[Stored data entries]
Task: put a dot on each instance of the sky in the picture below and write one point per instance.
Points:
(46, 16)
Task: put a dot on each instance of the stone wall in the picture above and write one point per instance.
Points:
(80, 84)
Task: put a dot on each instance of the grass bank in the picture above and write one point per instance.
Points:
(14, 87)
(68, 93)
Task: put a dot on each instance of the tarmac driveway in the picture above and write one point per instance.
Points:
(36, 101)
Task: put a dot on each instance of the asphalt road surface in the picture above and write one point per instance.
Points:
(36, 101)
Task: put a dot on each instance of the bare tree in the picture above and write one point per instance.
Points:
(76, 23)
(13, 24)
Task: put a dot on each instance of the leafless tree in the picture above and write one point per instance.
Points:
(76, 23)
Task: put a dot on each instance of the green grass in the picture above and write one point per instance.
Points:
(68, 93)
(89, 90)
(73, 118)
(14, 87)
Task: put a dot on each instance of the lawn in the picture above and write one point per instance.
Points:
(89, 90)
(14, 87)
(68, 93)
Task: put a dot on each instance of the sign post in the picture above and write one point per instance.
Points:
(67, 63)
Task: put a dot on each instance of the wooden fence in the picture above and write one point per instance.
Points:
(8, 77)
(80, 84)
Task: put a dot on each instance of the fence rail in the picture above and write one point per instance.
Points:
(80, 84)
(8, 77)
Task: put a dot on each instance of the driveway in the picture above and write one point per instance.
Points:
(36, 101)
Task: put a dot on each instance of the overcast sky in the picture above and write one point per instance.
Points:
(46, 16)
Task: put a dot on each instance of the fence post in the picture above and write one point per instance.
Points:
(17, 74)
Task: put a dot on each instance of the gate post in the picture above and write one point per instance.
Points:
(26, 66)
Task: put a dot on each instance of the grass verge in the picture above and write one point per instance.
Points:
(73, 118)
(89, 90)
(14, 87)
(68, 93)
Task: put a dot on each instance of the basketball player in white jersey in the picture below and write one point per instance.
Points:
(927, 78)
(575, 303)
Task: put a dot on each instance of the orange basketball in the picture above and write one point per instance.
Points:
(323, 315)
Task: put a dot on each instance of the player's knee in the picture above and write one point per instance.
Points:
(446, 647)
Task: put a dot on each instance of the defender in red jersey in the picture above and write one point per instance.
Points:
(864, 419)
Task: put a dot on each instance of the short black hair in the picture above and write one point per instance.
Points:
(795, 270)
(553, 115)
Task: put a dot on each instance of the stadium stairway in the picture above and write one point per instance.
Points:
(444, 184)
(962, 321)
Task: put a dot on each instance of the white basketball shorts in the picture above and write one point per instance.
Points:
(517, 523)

### What you will do
Please give back, exactly as it stands above, the stretch from the line with "Task: put a dot on each instance of the grass verge" through the line with "Task: put a dot on each instance of the basketball", and no line outside it.

### Answer for the task
Task: put a dot on each instance of the grass verge in the picture above and write one point per instance.
Points:
(73, 118)
(89, 90)
(14, 87)
(68, 93)
Task: put a dot on each instance of the basketball player in white jersey in the picture below and write one point per instance.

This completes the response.